**SELECTED EXTRACT:**
☆ ☆ ☆ ☆

A major source of budget trouble for the USCG comes from its awkward position in the US budget. As one of the five services, it must adhere to Department of Defense (DoD) policy requirements, which increases its costs due to the numerous redundancies that must be incorporated into its programs to make sure the military branches can remain functional in a time of crisis. However, the USCG isn’t actually a member of the DoD, and instead belongs to the Department of Homeland Security (DHS). This is problematic, because in spite of having to meet the requirements of the DoD, the USCG does not have access to its massive budget. Instead, the USCG is left to scavenge what it can from the $40.6 billion dollar budget of DHS.

Recently, Trump and the Republican administration have promised to raise the number of ships in US Navy’s active fleet to 355, so talk of reallocating resources to maintain a functioning USCG fleet has been sparse. This is troubling, because currently the US Navy has a budget of $379.8 billion with a shipbuilding budget of $14.3 billion, while the USCG has a budget of just $9.1 billion with a shipbuilding budget of just $743 million. If the US Navy was as active as the USCG in daily operations to protect our coasts, this would perhaps justify failing to address the funding problem. But the USCG is significantly more active in conducting protective measures, so the lack of a sufficiently large budget can hinder its ability to execute its mission.

☆ ☆ ☆ ☆

[Dataset records]
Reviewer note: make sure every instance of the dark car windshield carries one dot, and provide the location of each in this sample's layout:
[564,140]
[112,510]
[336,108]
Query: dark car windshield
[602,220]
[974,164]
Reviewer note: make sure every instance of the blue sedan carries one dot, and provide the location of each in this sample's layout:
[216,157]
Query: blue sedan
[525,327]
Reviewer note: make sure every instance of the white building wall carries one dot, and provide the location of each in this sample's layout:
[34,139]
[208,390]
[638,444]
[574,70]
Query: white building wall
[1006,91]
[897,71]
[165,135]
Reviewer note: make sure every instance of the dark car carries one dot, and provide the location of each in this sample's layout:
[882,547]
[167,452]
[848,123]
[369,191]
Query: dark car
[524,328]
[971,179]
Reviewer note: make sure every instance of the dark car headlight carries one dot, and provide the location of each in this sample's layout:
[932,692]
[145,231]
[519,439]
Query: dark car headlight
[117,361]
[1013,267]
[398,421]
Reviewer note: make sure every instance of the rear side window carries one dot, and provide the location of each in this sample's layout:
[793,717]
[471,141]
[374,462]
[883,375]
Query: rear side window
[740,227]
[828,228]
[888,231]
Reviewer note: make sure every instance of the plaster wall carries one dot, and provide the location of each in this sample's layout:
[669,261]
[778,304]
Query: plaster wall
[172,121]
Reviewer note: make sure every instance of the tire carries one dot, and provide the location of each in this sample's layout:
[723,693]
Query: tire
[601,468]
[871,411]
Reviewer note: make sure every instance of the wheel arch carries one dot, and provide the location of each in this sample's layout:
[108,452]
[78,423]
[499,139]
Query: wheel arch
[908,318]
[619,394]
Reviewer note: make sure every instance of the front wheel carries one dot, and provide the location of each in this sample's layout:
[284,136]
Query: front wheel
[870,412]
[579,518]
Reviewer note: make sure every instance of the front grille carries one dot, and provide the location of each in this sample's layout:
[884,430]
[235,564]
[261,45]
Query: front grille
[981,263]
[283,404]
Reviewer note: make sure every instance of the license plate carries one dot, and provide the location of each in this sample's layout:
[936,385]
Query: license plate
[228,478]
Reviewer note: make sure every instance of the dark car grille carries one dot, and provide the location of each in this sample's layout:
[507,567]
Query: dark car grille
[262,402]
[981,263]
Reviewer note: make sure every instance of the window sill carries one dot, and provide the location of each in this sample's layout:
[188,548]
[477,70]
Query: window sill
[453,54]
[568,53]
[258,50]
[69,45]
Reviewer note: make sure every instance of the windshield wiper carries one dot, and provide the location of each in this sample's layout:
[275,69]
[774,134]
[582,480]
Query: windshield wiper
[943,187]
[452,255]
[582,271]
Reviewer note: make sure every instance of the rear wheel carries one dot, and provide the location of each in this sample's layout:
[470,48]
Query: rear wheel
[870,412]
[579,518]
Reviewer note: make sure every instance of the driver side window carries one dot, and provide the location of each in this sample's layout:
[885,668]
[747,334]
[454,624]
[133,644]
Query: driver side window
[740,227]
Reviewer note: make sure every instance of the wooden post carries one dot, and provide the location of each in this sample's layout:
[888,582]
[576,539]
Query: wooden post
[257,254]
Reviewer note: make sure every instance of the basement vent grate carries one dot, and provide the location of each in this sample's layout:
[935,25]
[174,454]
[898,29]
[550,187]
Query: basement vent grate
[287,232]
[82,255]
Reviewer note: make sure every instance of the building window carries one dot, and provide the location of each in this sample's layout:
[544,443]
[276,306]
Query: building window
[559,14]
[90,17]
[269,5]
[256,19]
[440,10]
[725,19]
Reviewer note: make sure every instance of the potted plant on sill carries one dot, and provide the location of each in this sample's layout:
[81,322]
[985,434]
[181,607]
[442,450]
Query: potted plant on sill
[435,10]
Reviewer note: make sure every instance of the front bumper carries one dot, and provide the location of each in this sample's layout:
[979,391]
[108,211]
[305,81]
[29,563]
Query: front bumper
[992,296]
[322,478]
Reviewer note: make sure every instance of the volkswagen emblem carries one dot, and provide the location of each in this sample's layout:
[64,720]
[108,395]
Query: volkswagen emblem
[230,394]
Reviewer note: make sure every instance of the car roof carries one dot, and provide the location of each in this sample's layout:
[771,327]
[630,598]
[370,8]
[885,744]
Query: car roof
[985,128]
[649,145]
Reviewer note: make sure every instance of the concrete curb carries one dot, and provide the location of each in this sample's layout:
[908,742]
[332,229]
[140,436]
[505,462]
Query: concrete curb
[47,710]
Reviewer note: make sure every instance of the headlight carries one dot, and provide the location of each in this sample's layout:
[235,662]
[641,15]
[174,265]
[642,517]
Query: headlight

☆ ☆ ☆ ☆

**JOB 1:** Pick out each line of the records that contains the string "bumper", and copy those lines.
**JOB 2:** Write a continuation of the passage on the Coast Guard's budget, starting after its final sentence.
The text and the records come from separate, unrelated sources.

**TASK RESULT 1:**
Reviewer note: make sure every instance of the front bumper carries one dot, and provide the location of each in this sample's layout:
Query: front bumper

**TASK RESULT 2:**
The current USCG commandant, Admiral Paul Zukunft, said in an interview, “We are depleted of resources…when you add both transnational criminal organizations, plus the Arctic…we need to move from being a bantam-weight fighter to being a welter-weight fighter,” referring to two different weight classes in boxing (the former being the lighter of the two). The mission requirements for the USCG, when compared to its budget, are incredibly disproportionate. The USCG is currently tasked with defending over 100,000 miles of US coastline and inland waterways. The USCG has the additional task of safeguarding the US’s Enforced Economic Zone (EEZ), encompassing 4.5 million square miles of ocean, extending from the Arctic Circle to the South Pacific and from the Caribbean to Guam in the West Pacific. This immense area is the largest EEZ in the world and covers nine time zones.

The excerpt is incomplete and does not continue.